> **Task objective**:
Print each of the following lines verbatim, with no alteration to wording, numbers, or punctuation.

Begin Supplied data

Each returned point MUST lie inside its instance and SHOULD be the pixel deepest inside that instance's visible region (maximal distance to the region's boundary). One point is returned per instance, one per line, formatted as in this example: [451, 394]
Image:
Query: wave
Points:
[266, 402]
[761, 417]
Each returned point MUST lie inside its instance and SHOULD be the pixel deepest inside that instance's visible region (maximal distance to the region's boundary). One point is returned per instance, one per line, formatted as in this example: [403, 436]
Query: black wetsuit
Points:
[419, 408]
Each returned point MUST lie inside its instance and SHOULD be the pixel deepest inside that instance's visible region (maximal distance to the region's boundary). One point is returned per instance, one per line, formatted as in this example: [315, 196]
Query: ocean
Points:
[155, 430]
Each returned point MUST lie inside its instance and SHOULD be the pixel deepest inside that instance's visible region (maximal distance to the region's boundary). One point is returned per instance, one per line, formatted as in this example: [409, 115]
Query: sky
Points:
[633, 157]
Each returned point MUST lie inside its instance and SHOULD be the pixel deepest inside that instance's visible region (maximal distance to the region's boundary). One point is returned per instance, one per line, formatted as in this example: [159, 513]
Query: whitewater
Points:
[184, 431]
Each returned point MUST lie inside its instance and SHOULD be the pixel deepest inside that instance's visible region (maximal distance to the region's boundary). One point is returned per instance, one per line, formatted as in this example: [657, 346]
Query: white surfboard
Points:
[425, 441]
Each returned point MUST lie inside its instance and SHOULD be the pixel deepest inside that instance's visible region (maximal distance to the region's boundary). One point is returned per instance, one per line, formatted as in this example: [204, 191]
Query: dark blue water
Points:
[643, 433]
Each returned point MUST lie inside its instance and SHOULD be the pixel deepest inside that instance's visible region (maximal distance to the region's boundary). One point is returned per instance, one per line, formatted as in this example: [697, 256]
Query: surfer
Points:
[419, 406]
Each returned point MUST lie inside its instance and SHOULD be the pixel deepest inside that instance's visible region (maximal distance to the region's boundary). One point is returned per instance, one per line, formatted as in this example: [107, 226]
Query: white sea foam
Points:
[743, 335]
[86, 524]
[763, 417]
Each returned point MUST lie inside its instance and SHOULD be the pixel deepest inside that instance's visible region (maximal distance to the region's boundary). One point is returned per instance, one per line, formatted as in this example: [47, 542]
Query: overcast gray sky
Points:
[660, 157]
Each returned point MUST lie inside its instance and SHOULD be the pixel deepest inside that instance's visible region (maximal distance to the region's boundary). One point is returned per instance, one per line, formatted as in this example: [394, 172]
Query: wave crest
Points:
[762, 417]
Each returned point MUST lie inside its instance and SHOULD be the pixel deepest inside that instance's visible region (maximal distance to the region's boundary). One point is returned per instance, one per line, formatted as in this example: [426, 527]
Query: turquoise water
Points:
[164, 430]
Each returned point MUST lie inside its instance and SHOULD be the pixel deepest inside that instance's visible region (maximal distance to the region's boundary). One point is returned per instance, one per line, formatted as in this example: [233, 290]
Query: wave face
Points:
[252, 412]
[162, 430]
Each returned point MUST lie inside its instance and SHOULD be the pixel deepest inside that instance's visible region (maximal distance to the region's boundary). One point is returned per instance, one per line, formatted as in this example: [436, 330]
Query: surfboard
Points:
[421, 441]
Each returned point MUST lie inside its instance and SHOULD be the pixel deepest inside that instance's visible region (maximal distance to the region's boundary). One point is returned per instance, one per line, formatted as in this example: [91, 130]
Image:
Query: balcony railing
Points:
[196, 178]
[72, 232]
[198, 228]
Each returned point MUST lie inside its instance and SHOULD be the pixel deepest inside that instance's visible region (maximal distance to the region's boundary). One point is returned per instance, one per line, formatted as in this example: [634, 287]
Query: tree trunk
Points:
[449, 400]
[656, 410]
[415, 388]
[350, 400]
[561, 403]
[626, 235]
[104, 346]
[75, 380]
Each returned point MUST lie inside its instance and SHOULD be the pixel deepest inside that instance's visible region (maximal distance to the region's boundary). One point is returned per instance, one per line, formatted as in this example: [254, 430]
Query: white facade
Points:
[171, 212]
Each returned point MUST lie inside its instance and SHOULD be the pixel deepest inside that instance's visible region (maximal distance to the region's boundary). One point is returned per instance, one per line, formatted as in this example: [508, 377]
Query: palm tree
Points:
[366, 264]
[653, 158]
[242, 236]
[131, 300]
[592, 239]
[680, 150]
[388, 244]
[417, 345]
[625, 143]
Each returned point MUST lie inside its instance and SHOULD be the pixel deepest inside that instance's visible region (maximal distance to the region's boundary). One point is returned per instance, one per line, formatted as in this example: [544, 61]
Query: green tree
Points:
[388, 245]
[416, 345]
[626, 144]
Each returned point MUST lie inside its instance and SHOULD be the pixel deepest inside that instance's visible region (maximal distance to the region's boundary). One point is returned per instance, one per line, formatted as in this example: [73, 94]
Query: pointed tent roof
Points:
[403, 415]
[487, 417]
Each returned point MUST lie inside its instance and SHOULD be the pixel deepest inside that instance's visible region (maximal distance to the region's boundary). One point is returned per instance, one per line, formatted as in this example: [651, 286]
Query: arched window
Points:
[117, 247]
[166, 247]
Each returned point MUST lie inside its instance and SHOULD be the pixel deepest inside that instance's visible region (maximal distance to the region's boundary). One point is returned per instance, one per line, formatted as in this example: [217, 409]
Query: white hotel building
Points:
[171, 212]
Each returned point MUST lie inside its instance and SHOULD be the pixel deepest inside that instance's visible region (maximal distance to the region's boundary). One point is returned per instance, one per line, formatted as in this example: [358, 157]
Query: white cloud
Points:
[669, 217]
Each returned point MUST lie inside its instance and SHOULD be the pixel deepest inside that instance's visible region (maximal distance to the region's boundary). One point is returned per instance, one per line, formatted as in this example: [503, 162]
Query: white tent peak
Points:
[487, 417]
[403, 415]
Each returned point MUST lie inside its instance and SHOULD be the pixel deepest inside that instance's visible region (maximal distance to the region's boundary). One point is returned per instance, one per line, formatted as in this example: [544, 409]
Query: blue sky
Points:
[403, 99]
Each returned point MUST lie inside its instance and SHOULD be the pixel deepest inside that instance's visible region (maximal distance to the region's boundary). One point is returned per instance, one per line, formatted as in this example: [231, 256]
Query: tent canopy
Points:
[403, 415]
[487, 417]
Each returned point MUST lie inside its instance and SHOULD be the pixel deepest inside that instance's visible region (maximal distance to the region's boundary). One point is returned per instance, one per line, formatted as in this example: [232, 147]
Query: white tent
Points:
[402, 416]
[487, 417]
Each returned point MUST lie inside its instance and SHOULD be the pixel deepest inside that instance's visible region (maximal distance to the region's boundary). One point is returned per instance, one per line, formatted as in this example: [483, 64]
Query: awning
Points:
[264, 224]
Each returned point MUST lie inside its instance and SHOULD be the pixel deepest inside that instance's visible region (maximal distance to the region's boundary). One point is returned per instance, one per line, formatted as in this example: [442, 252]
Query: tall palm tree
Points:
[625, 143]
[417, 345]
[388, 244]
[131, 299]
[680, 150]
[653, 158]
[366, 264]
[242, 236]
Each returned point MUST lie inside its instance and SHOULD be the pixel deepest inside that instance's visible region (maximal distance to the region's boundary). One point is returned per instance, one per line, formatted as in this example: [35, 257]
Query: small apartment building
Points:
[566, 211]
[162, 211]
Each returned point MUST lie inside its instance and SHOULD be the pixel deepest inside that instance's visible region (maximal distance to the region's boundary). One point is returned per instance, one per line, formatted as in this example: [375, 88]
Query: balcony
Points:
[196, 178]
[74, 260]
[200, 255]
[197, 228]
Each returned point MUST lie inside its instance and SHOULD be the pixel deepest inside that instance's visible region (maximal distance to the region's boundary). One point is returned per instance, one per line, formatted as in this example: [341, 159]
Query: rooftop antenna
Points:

End Supplied data

> **Written solution**:
Each returned point MUST lie inside its instance and SHOULD be the pixel deepest inside that instance's visible region (maximal distance to the region's boundary). One point is returned per instance, one per line, formatted as in this example: [451, 394]
Image:
Query: wave
Points:
[266, 402]
[761, 417]
Each returned point MUST lie inside its instance and SHOULD be the pixel deepest inside that instance's visible region (maximal distance to the region's boundary). One point is returned per instance, one per line, formatted as in this example: [403, 436]
Query: black wetsuit
Points:
[419, 408]
Each returned point MUST lie inside its instance and SHOULD be the pixel deepest inside that instance's visible region (maximal distance to the region's boundary). One point is returned per instance, one per line, formatted as in this example: [315, 196]
Query: ocean
Points:
[155, 430]
Each returned point MUST lie inside its instance and SHOULD be the pixel deepest inside that instance's visible region (maximal distance to the region's boundary). One point is returned per instance, one per line, formatted as in this example: [409, 115]
Query: sky
Points:
[633, 157]
Each returned point MUST lie inside its instance and SHOULD be the pixel deepest inside that instance's visible region (maximal distance to the region's boundary). One point is returned per instance, one per line, formatted as in this example: [159, 513]
Query: whitewater
Points:
[184, 431]
Each returned point MUST lie inside its instance and SHOULD be the pixel deepest inside that instance's visible region (maximal distance to the region's boundary). One point is returned per instance, one per line, formatted as in this example: [657, 346]
Query: white surfboard
Points:
[425, 441]
Each returned point MUST lie inside its instance and SHOULD be the pixel deepest inside that instance's visible region (maximal distance to the region's boundary). One point is returned per instance, one per line, formatted as in this example: [204, 191]
Query: dark blue water
Points:
[643, 433]
Each returned point MUST lie inside its instance and SHOULD be the pixel deepest inside that instance's visible region (maximal distance to the region's boundary). One point is returned per instance, one per line, formatted as in this example: [697, 256]
Query: surfer
Points:
[419, 406]
Each returned point MUST lie inside its instance and SHOULD be the pixel deepest inside that instance's visible region (maximal distance to the region's boundary). One point is returned per instance, one per line, formatted as in this example: [107, 226]
Query: white sea foam
Points:
[743, 335]
[86, 524]
[763, 417]
Each returned point MUST lie inside its instance and SHOULD be the pixel deepest inside that instance's visible region (maximal distance to the region's boundary). One point is returned per instance, one per line, formatted as in this example: [47, 542]
Query: overcast gray sky
Points:
[660, 157]
Each returned point MUST lie inside its instance and SHOULD be the pixel deepest inside that instance's visible region (maximal distance to the region's boundary). One point is returned per instance, one per line, formatted as in this example: [394, 172]
Query: wave crest
Points:
[762, 417]
Each returned point MUST lie inside its instance and SHOULD be the pixel deepest inside that instance's visible region (maximal distance to the region's boundary). One point is returned per instance, one per line, formatted as in this example: [426, 527]
Query: turquoise water
Points:
[164, 430]
Each returned point MUST lie inside its instance and SHOULD be the pixel deepest inside that instance's visible region (maximal distance to the region's boundary). One point is returned per instance, one per line, formatted as in this example: [233, 290]
Query: wave face
Points:
[252, 412]
[162, 430]
Each returned point MUST lie inside its instance and SHOULD be the pixel deepest inside that instance's visible region (maximal distance to the region's boundary). One point is returned per instance, one per line, formatted as in this example: [436, 330]
Query: surfboard
Points:
[421, 441]
Each returned point MUST lie inside its instance and SHOULD be the pixel deepest inside that instance's visible region (maximal distance to the region's boundary). One point is returned per instance, one per line, formatted as in this example: [91, 130]
Image:
Query: balcony railing
Points:
[196, 178]
[72, 232]
[198, 228]
Each returned point MUST lie inside its instance and SHOULD be the pixel deepest inside that instance's visible region (maximal distance to the region's boundary). One point is returned per instance, one per line, formatted as in this example: [634, 287]
Query: tree trunk
Points:
[449, 400]
[656, 410]
[415, 388]
[350, 400]
[561, 403]
[626, 235]
[104, 346]
[75, 380]
Each returned point MUST lie inside its instance and SHOULD be the pixel deepest inside that instance's visible region (maximal distance to the region's boundary). One point is returned per instance, one per line, formatted as in this example: [254, 430]
Query: white facade
Points:
[171, 212]
Each returned point MUST lie inside its instance and SHOULD be the pixel deepest inside that instance's visible region (maximal distance to the region's boundary). One point is returned per instance, one per line, formatted as in this example: [508, 377]
Query: palm tree
Points:
[366, 264]
[653, 158]
[242, 236]
[131, 300]
[592, 239]
[680, 150]
[388, 244]
[417, 345]
[625, 143]
Each returned point MUST lie inside its instance and SHOULD be the pixel deepest inside that instance's visible region (maximal distance to the region's boundary). One point is returned per instance, one per line, formatted as in this example: [544, 61]
Query: green tree
Points:
[388, 245]
[416, 345]
[626, 144]
Each returned point MUST lie inside its instance and SHOULD be the pixel deepest inside that instance's visible region (maximal distance to the region's boundary). One point is returned per instance, one per line, formatted as in this example: [73, 94]
Query: pointed tent roof
Points:
[403, 415]
[487, 417]
Each returned point MUST lie inside its instance and SHOULD be the pixel deepest inside that instance's visible region (maximal distance to the region's boundary). One point is returned per instance, one per line, formatted as in this example: [651, 286]
Query: arched window
Points:
[117, 247]
[166, 247]
Each returned point MUST lie inside its instance and SHOULD be the pixel deepest inside that instance's visible region (maximal distance to the region's boundary). One point is returned per instance, one per line, formatted as in this example: [217, 409]
Query: white hotel building
Points:
[171, 212]
Each returned point MUST lie inside its instance and SHOULD be the pixel deepest inside that instance's visible region (maximal distance to the region's boundary). One point is returned per instance, one per line, formatted as in this example: [358, 157]
Query: white cloud
Points:
[669, 217]
Each returned point MUST lie inside its instance and SHOULD be the pixel deepest inside that instance's visible region (maximal distance to the region's boundary). One point is returned per instance, one per line, formatted as in this example: [503, 162]
Query: white tent peak
Points:
[487, 417]
[403, 415]
Each returned point MUST lie inside its instance and SHOULD be the pixel deepest inside that instance's visible region (maximal distance to the region's boundary). One point is returned per instance, one per line, formatted as in this example: [544, 409]
Query: blue sky
Points:
[403, 99]
Each returned point MUST lie inside its instance and SHOULD be the pixel deepest inside that instance's visible region (maximal distance to the region's boundary). One point is returned per instance, one per line, formatted as in this example: [231, 256]
Query: tent canopy
Points:
[403, 415]
[487, 417]
Each returned point MUST lie inside its instance and SHOULD be the pixel deepest inside that instance's visible region (maximal distance to the region's boundary). One point is returned per instance, one per line, formatted as in this example: [232, 147]
Query: white tent
Points:
[402, 416]
[487, 417]
Each returned point MUST lie inside its instance and SHOULD be the pixel deepest inside that instance's visible region (maximal distance to the region's boundary). One point is returned per instance, one per line, formatted as in this example: [483, 64]
Query: awning
Points:
[264, 224]
Each returned point MUST lie inside its instance and SHOULD be the pixel deepest inside that instance's visible region (maximal distance to the region's boundary). One point is returned per instance, one per line, formatted as in this example: [442, 252]
Query: tall palm tree
Points:
[625, 143]
[417, 345]
[388, 244]
[131, 299]
[680, 150]
[653, 158]
[366, 264]
[242, 236]
Each returned point MUST lie inside its instance and SHOULD be the pixel deepest inside that instance's visible region (maximal distance to the region's boundary). One point is returned per instance, one per line, formatted as in this example: [35, 257]
Query: small apartment building
Points:
[566, 211]
[162, 211]
Each returned point MUST lie inside its instance and SHOULD be the pixel deepest inside that instance's visible region (maximal distance to the region's boundary). One point is returned per instance, one per line, formatted as in this example: [375, 88]
Query: balcony
Points:
[196, 178]
[74, 260]
[200, 255]
[197, 228]
Each returned point MUST lie inside its instance and SHOULD be the pixel deepest inside that instance's visible region (maximal distance to the region's boundary). One point is returned per instance, one per line, formatted as in this example: [341, 159]
Query: rooftop antenna
Points:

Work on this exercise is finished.